» **Tugas Anda**:
A: Perbarui bagian artikel tentang Muktamar XV IMM antara "Untuk kedua kalinya" dan "semakin cerah nantinya.", termasuk keduanya, dengan mengganti "situs internet" menjadi "laman daring".
B: Menurut artikel tentang Muktamar XV IMM, apa tema yang diusung muktamar tersebut?

» **Artikel**:
***
Selasa, 18 September 2012

Muktamar XV IMM : Membangun Peradaban Progresif Ikatan

 Oleh : Mora Harahap, S.Pd 

 Untuk kedua kalinya Sumatera Utara menjadi tuan rumah penyelanggaraan Muktamar IMM. Setelah tahun 1997 yang masih kita kenang sebagai Muktamar air mata dan sampai saat ini dokumentasinya masih tersimpan rapi di situs internet. Perhelatan akbar dua tahun sekali ini tidak saja sebagai sarana demokrasi memilih pimpinan tetapi juga merupakan sarana silaturahmi yang strategis dalam menuangkan ide-ide cemerlang untuk perbaikan ikatan menuju perubahan bangsa yang semakin cerah nantinya.
            Muktamar yang mengambil tema ”Kristalisasi Gerakan Kaum Muda Untuk Indonesia Bangkit” menjadi sangat penting bagi ribuan kader IMM yang datang ke kota medan hanya untuk menyaksikan organisasi yang mereka cintai ini terus berkiprah menjadi oase ditengah-tengah kekeringan identitas bangsa, ketidakadilan sosial, dan krisis multidimensi yang mencengkram suluruh lapisan bangsa ini. Maka tidak berlebihan jika kita masih yakin bahwa IMM salah satu organisasi kemahasiswaan yang masih menjaga idealisme gerakan itu. Karena hari ini hanya idealisme itu yang mahal di negeri ini.
***
» **Data Item**:
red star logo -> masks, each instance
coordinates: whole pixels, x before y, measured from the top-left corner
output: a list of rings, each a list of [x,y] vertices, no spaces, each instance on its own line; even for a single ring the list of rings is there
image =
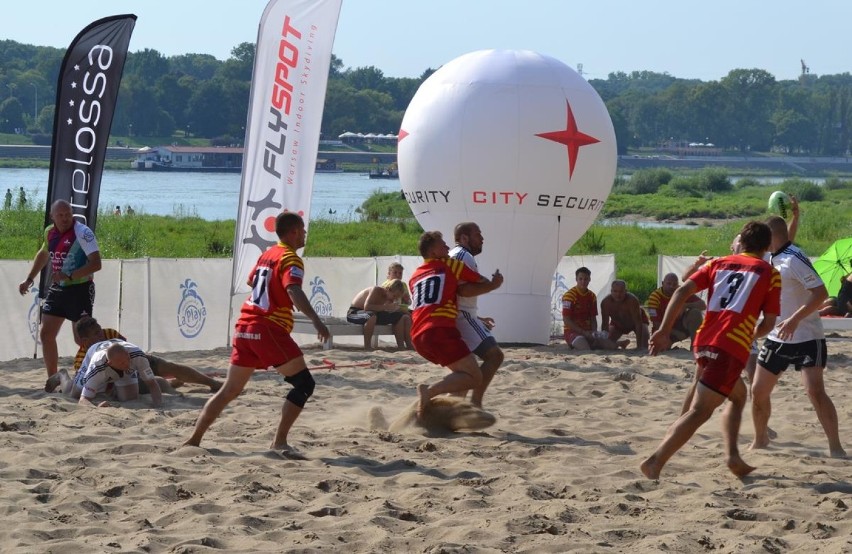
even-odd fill
[[[593,136],[586,133],[581,133],[577,129],[577,122],[574,120],[574,112],[571,111],[571,104],[565,100],[565,105],[568,106],[568,123],[563,131],[550,131],[549,133],[536,133],[535,136],[559,142],[568,147],[568,179],[574,175],[574,166],[577,165],[577,156],[580,153],[580,147],[588,144],[600,142]]]

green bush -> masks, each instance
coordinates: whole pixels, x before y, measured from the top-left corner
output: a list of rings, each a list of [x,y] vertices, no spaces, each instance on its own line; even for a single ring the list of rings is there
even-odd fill
[[[799,178],[787,179],[779,186],[787,194],[795,195],[799,202],[819,202],[825,198],[822,187],[813,181]]]
[[[640,169],[630,177],[624,186],[626,194],[654,194],[660,186],[672,180],[672,172],[668,169]]]
[[[763,185],[760,183],[760,181],[751,177],[743,177],[742,179],[738,179],[737,182],[734,184],[734,188],[736,188],[737,190],[762,186]]]
[[[828,190],[843,190],[852,187],[852,182],[844,181],[838,177],[829,177],[823,186]]]

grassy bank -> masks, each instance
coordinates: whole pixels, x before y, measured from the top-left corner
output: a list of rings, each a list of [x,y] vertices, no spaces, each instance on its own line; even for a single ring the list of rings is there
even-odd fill
[[[779,187],[784,188],[784,187]],[[784,188],[788,190],[787,188]],[[656,287],[657,256],[728,253],[742,224],[766,214],[769,189],[741,186],[701,198],[656,194],[613,194],[604,217],[631,214],[648,220],[677,219],[693,223],[686,229],[633,225],[593,225],[568,255],[615,254],[617,274],[630,290],[645,298]],[[802,220],[796,242],[818,256],[836,239],[852,236],[852,187],[823,190],[821,200],[801,203]],[[0,258],[31,259],[41,243],[44,204],[28,202],[26,209],[0,212],[3,248]],[[407,204],[397,193],[379,193],[360,209],[355,221],[311,221],[306,257],[363,257],[416,255],[422,232]],[[724,217],[725,219],[718,219]],[[713,224],[706,219],[716,218]],[[191,216],[98,217],[97,235],[106,258],[229,257],[235,221],[204,221]],[[447,230],[448,231],[448,230]],[[487,238],[487,237],[486,237]]]

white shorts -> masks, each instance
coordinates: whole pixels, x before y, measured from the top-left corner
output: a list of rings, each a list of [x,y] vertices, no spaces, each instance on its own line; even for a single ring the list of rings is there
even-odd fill
[[[486,329],[485,324],[470,312],[459,310],[459,315],[456,318],[456,327],[459,328],[462,340],[471,352],[479,348],[482,341],[491,338],[491,332]]]

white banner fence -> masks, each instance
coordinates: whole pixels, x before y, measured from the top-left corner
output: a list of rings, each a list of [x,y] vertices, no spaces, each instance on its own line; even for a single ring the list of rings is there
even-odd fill
[[[403,279],[420,265],[418,256],[376,258],[306,258],[303,289],[320,316],[344,318],[355,294],[381,284],[387,267],[398,261],[405,267]],[[21,297],[20,283],[30,261],[0,261],[0,361],[41,357],[38,337],[36,290]],[[586,266],[592,271],[592,290],[602,296],[615,278],[615,257],[574,256],[559,263],[553,277],[551,323],[554,335],[562,333],[562,294],[574,285],[574,271]],[[148,352],[209,350],[228,346],[231,328],[239,315],[244,295],[229,296],[231,258],[142,258],[104,260],[95,275],[97,296],[94,315],[104,327],[118,329],[131,342]],[[230,306],[229,306],[230,303]],[[233,308],[229,317],[229,308]],[[482,315],[488,315],[483,313]],[[59,333],[59,355],[76,351],[71,324]],[[499,329],[499,322],[498,322]],[[301,344],[316,337],[296,335]],[[499,340],[499,335],[498,335]],[[339,344],[359,344],[359,337],[340,337]]]

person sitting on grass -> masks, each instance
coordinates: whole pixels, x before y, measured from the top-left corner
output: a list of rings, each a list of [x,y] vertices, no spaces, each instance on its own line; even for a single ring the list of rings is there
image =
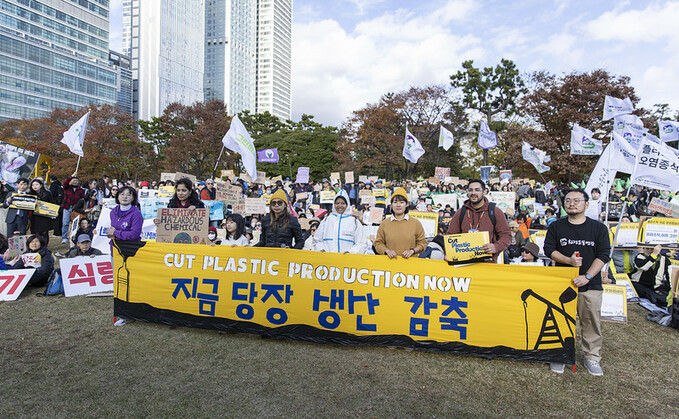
***
» **Kunci Jawaban**:
A:
Untuk kedua kalinya Sumatera Utara menjadi tuan rumah penyelanggaraan Muktamar IMM. Setelah tahun 1997 yang masih kita kenang sebagai Muktamar air mata dan sampai saat ini dokumentasinya masih tersimpan rapi di laman daring. Perhelatan akbar dua tahun sekali ini tidak saja sebagai sarana demokrasi memilih pimpinan tetapi juga merupakan sarana silaturahmi yang strategis dalam menuangkan ide-ide cemerlang untuk perbaikan ikatan menuju perubahan bangsa yang semakin cerah nantinya.

B: Kristalisasi Gerakan Kaum Muda Untuk Indonesia Bangkit